┌─ PROVIDED RECORDS

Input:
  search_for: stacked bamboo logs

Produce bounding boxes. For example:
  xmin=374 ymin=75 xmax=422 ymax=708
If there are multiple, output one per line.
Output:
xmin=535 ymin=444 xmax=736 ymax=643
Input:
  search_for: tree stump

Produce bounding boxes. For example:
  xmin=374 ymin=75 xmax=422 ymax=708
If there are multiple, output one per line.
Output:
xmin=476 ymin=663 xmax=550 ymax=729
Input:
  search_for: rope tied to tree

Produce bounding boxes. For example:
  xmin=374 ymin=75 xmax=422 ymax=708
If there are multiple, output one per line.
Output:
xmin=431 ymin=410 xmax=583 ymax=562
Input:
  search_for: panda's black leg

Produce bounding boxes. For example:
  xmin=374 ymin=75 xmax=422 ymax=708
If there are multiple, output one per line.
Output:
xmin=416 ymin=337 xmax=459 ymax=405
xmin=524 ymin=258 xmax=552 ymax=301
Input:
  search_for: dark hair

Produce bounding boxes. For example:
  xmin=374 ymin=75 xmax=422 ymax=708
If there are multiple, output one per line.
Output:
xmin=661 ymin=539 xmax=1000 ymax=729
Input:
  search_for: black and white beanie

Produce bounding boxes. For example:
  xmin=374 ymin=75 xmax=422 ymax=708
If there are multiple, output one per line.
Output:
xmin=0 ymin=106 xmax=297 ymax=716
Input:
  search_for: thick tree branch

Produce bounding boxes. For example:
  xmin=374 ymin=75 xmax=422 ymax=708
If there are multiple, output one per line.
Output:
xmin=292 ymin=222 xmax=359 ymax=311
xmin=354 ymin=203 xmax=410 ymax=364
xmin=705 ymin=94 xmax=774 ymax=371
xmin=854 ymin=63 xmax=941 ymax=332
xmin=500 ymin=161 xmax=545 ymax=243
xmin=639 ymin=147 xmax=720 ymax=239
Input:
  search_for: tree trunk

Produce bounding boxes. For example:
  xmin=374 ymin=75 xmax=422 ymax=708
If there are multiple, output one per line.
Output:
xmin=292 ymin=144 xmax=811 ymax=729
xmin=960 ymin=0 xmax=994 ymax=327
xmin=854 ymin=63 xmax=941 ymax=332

└─

| EXERCISE REQUIREMENTS |
Please reproduce the entries from the very start through the line containing "xmin=0 ymin=106 xmax=297 ymax=716", both ends included and requests kept, multiplying each bounding-box coordinate in the answers by 0.95 and rounding to whole numbers, with halves rounded up. Leave the numbers in the requests and their format samples unchanged, and output nothing beyond that span.

| RESULT OF THE EXERCISE |
Input:
  search_for: stacked bamboo logs

Produce bounding boxes. For example:
  xmin=374 ymin=75 xmax=422 ymax=708
If there are multiple, output one per line.
Output:
xmin=508 ymin=422 xmax=699 ymax=611
Input:
  search_for: tree stump

Produce bounding boxes. For example:
  xmin=374 ymin=75 xmax=422 ymax=708
If there are multiple, output one per line.
Output:
xmin=452 ymin=630 xmax=523 ymax=693
Input:
  search_for: rope tied to tree

Produce bounding boxes. For example:
  xmin=374 ymin=75 xmax=422 ymax=708
If there are multiple, output one per line.
Output:
xmin=409 ymin=390 xmax=554 ymax=534
Input:
  search_for: panda's black leg

Produce bounding boxes. For example:
  xmin=374 ymin=75 xmax=422 ymax=708
If there are multiple, output one per line.
Output:
xmin=395 ymin=320 xmax=436 ymax=385
xmin=498 ymin=245 xmax=524 ymax=286
Input:
  search_for: dark hair

Produce bounding boxes. For example:
  xmin=374 ymin=75 xmax=422 ymax=708
If there are multiple, output one per line.
Output:
xmin=628 ymin=512 xmax=950 ymax=693
Input:
  search_for: black and white beanie

Produce bounding boxes. For example:
  xmin=374 ymin=75 xmax=422 ymax=708
If there are multiple, output one per line.
Output:
xmin=0 ymin=101 xmax=282 ymax=680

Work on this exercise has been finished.